* START *

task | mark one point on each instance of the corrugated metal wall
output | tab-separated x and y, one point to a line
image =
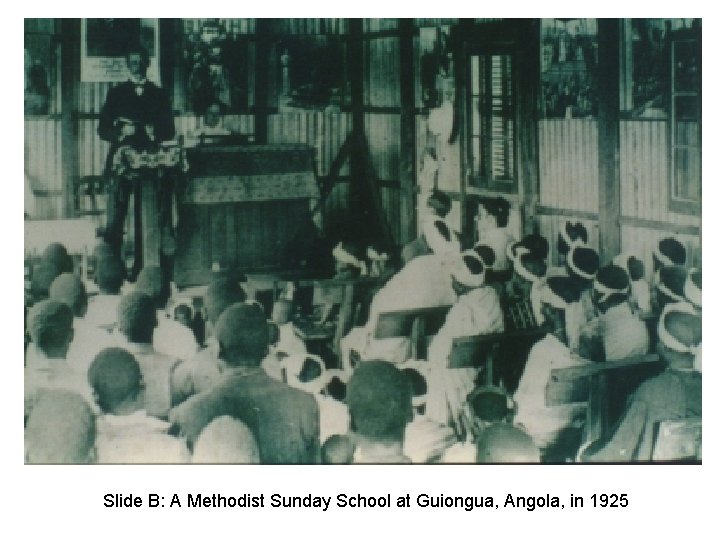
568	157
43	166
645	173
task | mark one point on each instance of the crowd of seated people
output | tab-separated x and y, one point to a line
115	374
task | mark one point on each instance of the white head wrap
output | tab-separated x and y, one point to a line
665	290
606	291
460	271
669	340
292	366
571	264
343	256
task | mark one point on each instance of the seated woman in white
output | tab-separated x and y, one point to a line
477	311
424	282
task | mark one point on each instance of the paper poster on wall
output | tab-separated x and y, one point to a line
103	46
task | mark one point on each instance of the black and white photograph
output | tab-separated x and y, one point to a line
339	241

* END *

What is asked:
Copy the material above word for word, leaving out the picture.

Written answer:
task | mark one point on each instance of the corrugated metal wall
output | tab-separated x and y, one point to a line
image =
568	157
43	166
645	173
task | mark one point on each instance of the crowd of seated people
output | tab-separated x and y, one point to a line
115	374
task | mark one point on each instance of the white head wrap
output | tab-separated x and y, one point to a line
665	290
606	291
460	271
669	340
292	366
571	264
343	256
task | mark one point on each instance of the seated woman in white
output | tab-separated x and y, one point to a line
477	311
424	282
task | mark one point on each instance of the paper poster on wall
output | tab-separated x and y, one point to a line
103	46
task | mark one point on each instance of the black and white photograph
output | tab-separated x and y, one point to a line
339	241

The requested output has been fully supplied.